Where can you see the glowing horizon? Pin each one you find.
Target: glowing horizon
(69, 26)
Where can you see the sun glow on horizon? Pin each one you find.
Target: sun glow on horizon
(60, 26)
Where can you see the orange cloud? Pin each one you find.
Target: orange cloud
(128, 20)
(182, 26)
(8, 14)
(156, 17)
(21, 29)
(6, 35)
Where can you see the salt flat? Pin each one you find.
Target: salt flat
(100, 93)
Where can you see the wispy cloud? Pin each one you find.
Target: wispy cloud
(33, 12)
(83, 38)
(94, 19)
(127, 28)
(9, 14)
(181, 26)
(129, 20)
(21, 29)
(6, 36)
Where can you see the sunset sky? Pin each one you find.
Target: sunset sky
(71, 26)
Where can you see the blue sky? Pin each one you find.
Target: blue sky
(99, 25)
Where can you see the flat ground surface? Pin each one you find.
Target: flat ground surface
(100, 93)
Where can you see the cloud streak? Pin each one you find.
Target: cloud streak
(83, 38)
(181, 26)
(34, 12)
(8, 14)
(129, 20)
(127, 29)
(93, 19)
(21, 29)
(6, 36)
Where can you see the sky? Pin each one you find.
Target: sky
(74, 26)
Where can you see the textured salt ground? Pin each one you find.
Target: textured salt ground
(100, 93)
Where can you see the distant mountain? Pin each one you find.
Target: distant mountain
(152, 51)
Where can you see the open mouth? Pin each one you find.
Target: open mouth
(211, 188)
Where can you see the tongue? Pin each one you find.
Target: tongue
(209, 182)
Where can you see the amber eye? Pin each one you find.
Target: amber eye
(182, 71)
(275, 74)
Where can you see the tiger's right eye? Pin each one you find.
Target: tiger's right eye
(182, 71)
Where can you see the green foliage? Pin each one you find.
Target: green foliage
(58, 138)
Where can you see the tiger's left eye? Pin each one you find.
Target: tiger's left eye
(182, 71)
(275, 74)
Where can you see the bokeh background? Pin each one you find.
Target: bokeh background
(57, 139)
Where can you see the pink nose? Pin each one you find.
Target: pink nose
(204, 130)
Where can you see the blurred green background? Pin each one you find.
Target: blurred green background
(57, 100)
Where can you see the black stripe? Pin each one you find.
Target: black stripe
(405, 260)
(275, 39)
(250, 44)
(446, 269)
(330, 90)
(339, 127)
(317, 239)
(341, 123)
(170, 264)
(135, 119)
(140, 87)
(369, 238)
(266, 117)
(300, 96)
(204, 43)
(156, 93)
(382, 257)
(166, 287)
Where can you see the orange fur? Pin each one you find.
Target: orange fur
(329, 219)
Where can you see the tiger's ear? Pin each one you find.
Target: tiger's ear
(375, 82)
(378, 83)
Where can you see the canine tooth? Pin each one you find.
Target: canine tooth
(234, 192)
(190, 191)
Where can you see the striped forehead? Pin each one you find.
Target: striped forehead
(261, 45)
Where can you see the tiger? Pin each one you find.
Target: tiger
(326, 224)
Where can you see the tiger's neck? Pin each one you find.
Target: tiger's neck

______

EXERCISE DIRECTIONS:
Copy each entry exactly.

SOLUTION:
Where can you see the glowing horizon? Pin each one you find.
Target: glowing horizon
(69, 26)
Where can you see the sun glow on horizon? Pin each one you find.
Target: sun glow on horizon
(60, 26)
Where can you see the orange cloud? Pin each one you find.
Target: orange cloud
(128, 20)
(182, 26)
(8, 14)
(156, 17)
(21, 29)
(6, 35)
Where can you see the salt flat? Pin each one you find.
Target: salt flat
(100, 93)
Where can you see the wispy cloud? Pin each one you find.
Target: wispy cloud
(33, 12)
(83, 38)
(94, 19)
(127, 28)
(9, 14)
(181, 26)
(129, 20)
(21, 29)
(6, 36)
Where can you see the sunset sky? Pin each one you find.
Target: sunset sky
(71, 26)
Where can you see the blue sky? Pin each one you find.
Target: blue sky
(99, 25)
Where can you see the flat ground surface? Pin each one you find.
Target: flat ground surface
(100, 93)
Where can you see the cloud streak? Pin each one you find.
Target: cloud streak
(83, 38)
(181, 26)
(34, 12)
(8, 14)
(129, 20)
(127, 29)
(93, 19)
(21, 29)
(6, 36)
Where can you see the sky? Pin each one you find.
Target: sky
(74, 26)
Where can you see the textured salt ground? Pin each one you find.
Target: textured salt ground
(100, 93)
Where can you see the distant mountain? Pin each one you find.
Target: distant mountain
(152, 51)
Where can you see the open mouth? Pin each one you find.
Target: open mouth
(211, 188)
Where can you see the tongue? Pin each one you find.
Target: tongue
(209, 182)
Where can you see the amber eye? Pin each one you find.
Target: amber eye
(182, 71)
(275, 74)
Where can you see the tiger's right eye? Pin each one you find.
Target: tiger's right eye
(182, 71)
Where can you see the green foliage? Pin each one you find.
Target: green foliage
(58, 138)
Where can you see the tiger's left eye? Pin each one you find.
Target: tiger's left eye
(182, 71)
(275, 74)
Where can you see the bokeh background? Pin each one you find.
Target: bokeh background
(57, 139)
Where can you see the pink nose? Pin each one you find.
Target: pink nose
(204, 130)
Where can you see the blurred green background? Pin each one you find.
Target: blurred green background
(57, 100)
Where can you see the black stripe? Pin each one you find.
Target: black stripe
(405, 260)
(275, 39)
(250, 44)
(446, 269)
(330, 90)
(339, 127)
(317, 239)
(341, 123)
(170, 264)
(135, 119)
(140, 87)
(369, 238)
(266, 117)
(300, 96)
(204, 43)
(156, 93)
(382, 257)
(166, 287)
Where can you see the orange fur? Pin each one you find.
Target: orange fur
(329, 219)
Where can you see the tiger's ear? Pin each one you find.
Target: tiger's ear
(375, 82)
(378, 83)
Where can you see the canine tooth? Pin each one you find.
Target: canine tooth
(234, 192)
(190, 191)
Where can you see the striped forehead? Pin each one you find.
Target: striped forehead
(261, 45)
Where can you see the tiger? Pin each one you find.
Target: tiger
(326, 224)
Where can you see the tiger's neck? Pin each one you find.
Target: tiger's neck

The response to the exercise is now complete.